PASSAGE PROVIDED:
--*--
For now I’m taking my multi-blogs and reducing it down to this one.
To start this I’m going to talk about copyright law. My biggest issue with the lengthened terms of copyrights in the United States deals with translation of works into other languages in relation to social relevance. Take this scenario:
I write a moderately succesful novel when I am about 35 years old. My publisher or I decide that we will retain the rights to translating this into other languages and do not translate it ourselves. I die 45 years later. Now, assuming someone in France is waitng for the copyright to expire 70 years after my death and immediately publishes a translation, and the translator just happes to be 35 at this time as well.(and similar people are around the world, translating), and also die 45 years after the translation. It would come into public domain in French 230 years later. 230 years ago, my great-great-great-great-great-granfather(7 generations back) was giving supplies to revolutionaries in the American Revolution.
By the time my novel arrives into public domain in other languages, it has lost significant relevance. You tell me, does this sound reasonably “limited”. Proponents of copyright extentions in the U.S. claim it’s up to congress to decide how to define “limited”, but my claim is there has to be reasonability, which is not the case. I even remember once reading someone suggesting it should last forever minus one day. This to me is scary.
The second factor with translations is the difficulty of creating quality translations. Many classic books that have been translated have multiple available translations, each having a different quality, if there is a licensed translation, there is only one quality available, which should be questioned.
Obviously I think there should be translation competition, as well as opportunity of the translators to communicate to the original author to understand their mind while retelling their story in another language, and while authors decide to be unaware of this issue in this, the supposed “Age of Information, but you can’t use it yet”, we will continue to not use a fraction of the potential of the technologies available. Movable type revolutionized the spread of information in the time of Gutenberg, while copyright laws try and take a step backwards.
--*--
ITEMS:

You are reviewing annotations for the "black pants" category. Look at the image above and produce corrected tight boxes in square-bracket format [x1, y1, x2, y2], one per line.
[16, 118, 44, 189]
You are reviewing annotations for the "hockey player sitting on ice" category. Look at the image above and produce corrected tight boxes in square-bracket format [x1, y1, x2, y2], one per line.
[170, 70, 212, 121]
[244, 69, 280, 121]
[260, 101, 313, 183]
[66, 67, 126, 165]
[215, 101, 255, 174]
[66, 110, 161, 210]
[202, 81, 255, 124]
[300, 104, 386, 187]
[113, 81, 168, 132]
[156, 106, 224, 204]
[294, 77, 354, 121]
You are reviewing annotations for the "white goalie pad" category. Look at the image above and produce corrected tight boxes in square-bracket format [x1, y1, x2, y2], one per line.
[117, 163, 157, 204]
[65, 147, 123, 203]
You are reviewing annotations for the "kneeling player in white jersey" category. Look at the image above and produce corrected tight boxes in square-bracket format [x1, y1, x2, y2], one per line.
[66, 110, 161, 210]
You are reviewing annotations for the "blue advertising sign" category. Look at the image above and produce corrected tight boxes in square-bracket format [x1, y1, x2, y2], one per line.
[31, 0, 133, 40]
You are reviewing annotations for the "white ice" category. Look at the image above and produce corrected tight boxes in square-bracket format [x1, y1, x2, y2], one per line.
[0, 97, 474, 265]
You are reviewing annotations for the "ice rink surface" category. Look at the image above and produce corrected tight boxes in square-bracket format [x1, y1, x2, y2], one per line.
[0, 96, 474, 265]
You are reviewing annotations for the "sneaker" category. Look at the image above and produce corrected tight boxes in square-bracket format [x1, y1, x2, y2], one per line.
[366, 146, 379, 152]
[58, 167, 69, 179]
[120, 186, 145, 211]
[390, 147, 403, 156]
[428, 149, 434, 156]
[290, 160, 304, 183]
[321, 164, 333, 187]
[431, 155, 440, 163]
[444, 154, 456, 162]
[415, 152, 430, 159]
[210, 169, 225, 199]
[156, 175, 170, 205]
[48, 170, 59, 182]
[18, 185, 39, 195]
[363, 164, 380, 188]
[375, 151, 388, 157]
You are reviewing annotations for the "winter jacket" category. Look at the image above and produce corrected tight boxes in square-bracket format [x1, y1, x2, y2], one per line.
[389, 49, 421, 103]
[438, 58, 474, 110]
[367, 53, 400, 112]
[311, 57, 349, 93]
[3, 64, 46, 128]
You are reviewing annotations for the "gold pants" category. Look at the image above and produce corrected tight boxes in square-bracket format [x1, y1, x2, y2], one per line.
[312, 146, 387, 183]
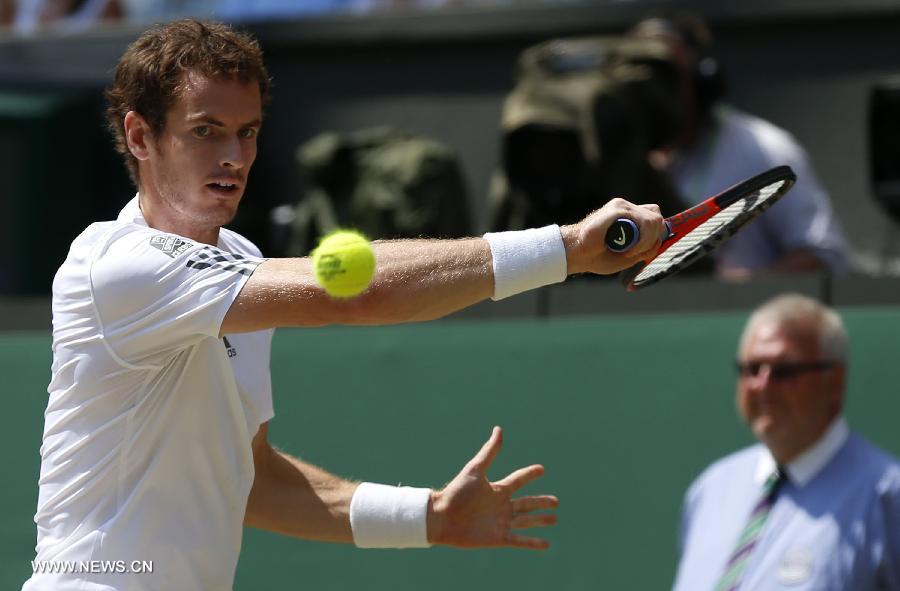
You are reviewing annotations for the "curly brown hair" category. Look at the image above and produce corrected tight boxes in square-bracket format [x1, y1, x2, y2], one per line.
[106, 19, 271, 185]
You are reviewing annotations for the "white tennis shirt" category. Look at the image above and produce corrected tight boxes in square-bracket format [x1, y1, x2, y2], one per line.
[23, 198, 274, 591]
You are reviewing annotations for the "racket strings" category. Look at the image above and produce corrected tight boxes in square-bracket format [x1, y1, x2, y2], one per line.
[633, 180, 785, 285]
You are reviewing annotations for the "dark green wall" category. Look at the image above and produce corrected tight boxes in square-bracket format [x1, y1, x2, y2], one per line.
[0, 309, 900, 591]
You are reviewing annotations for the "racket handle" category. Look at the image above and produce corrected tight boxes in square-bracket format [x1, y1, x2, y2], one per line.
[605, 218, 641, 252]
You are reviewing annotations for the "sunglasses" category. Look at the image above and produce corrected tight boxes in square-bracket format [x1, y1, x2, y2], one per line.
[737, 361, 838, 381]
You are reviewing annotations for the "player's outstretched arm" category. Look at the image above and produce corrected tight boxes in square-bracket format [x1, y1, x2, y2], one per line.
[221, 199, 663, 334]
[244, 425, 559, 549]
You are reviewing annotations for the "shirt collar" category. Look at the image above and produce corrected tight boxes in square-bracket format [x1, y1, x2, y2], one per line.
[753, 417, 850, 486]
[117, 193, 148, 226]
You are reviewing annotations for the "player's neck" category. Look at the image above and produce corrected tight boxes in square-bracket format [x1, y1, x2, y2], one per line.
[139, 187, 219, 246]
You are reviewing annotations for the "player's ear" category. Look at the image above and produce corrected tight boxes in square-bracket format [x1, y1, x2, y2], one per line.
[123, 111, 151, 160]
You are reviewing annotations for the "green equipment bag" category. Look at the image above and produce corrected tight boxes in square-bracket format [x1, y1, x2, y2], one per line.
[285, 127, 470, 256]
[488, 37, 684, 230]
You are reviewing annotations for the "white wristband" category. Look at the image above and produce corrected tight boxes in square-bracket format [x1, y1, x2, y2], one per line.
[350, 482, 431, 548]
[484, 225, 568, 300]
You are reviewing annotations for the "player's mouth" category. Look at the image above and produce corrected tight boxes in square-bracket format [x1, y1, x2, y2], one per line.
[206, 180, 242, 196]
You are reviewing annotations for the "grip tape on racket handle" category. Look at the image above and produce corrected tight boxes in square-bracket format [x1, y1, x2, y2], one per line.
[605, 218, 641, 252]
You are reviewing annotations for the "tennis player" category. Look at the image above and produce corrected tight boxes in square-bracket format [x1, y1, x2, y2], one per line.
[24, 20, 662, 591]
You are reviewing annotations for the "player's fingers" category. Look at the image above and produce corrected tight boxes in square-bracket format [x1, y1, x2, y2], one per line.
[506, 534, 550, 550]
[494, 464, 544, 491]
[511, 495, 559, 513]
[509, 513, 556, 529]
[467, 427, 503, 473]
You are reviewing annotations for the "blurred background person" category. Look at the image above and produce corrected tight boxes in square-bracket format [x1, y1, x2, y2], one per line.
[13, 0, 122, 34]
[630, 12, 848, 279]
[674, 294, 900, 591]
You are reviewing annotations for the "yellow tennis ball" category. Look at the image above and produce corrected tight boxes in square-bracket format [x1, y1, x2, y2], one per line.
[312, 230, 375, 298]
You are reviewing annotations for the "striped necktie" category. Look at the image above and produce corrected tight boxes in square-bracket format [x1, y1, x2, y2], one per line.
[714, 467, 787, 591]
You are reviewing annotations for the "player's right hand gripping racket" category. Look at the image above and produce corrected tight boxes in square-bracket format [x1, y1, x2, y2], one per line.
[606, 166, 797, 291]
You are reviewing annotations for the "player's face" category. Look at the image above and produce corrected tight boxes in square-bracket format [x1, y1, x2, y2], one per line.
[737, 322, 844, 463]
[141, 72, 262, 230]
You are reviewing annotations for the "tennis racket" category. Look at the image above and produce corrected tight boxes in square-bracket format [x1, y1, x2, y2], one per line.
[606, 166, 797, 291]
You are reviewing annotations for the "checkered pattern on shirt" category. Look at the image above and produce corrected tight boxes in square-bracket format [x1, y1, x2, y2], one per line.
[187, 246, 258, 275]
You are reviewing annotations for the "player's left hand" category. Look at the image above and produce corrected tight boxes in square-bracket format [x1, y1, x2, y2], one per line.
[428, 427, 559, 550]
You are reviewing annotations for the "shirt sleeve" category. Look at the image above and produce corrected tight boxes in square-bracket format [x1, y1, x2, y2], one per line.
[91, 229, 263, 365]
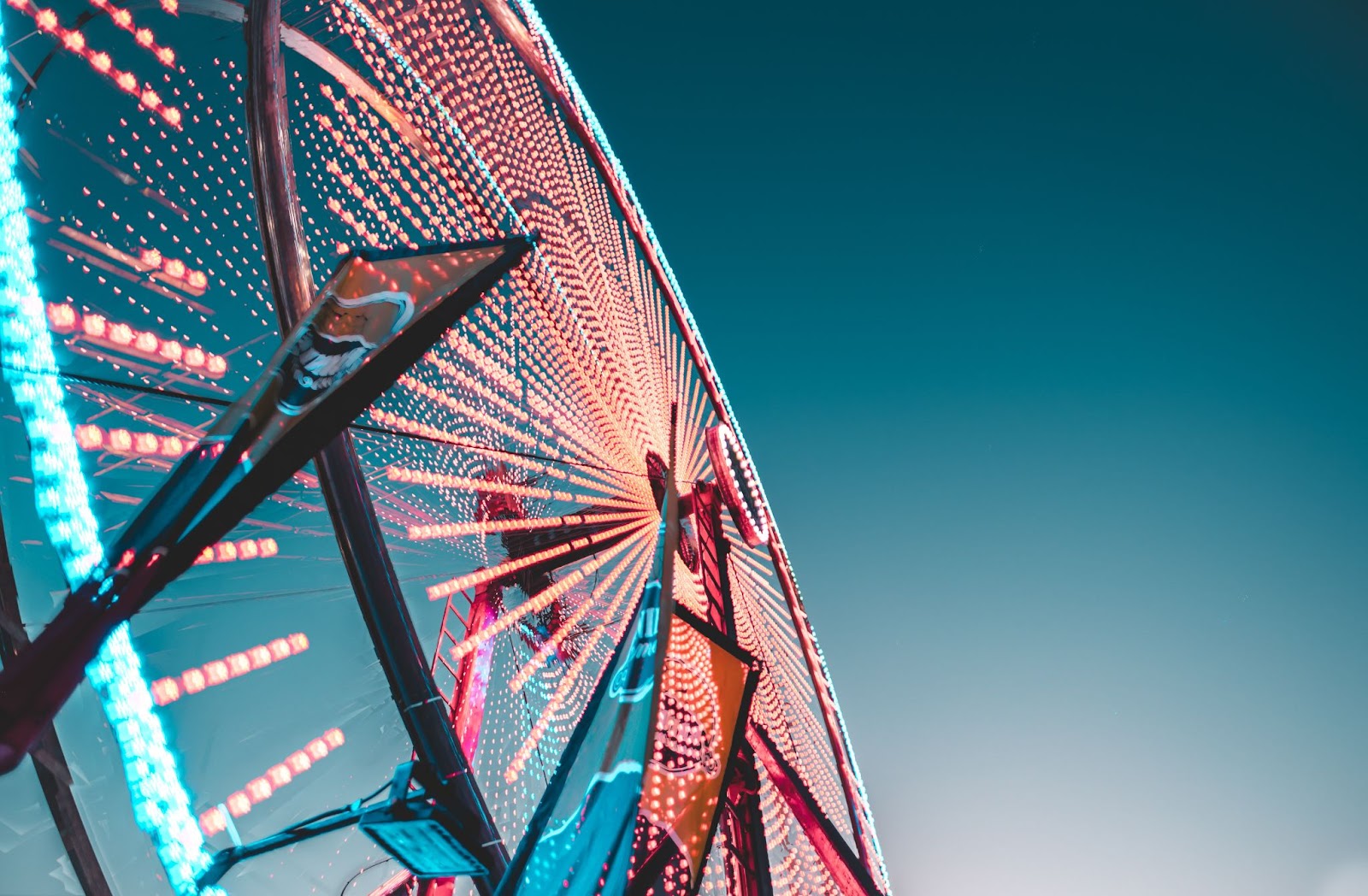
--*--
TO BE DONE: In the post on copyright law, which invention does the writer credit with revolutionizing the spread of information in the time of Gutenberg?

SOLVED EXERCISE: Movable type.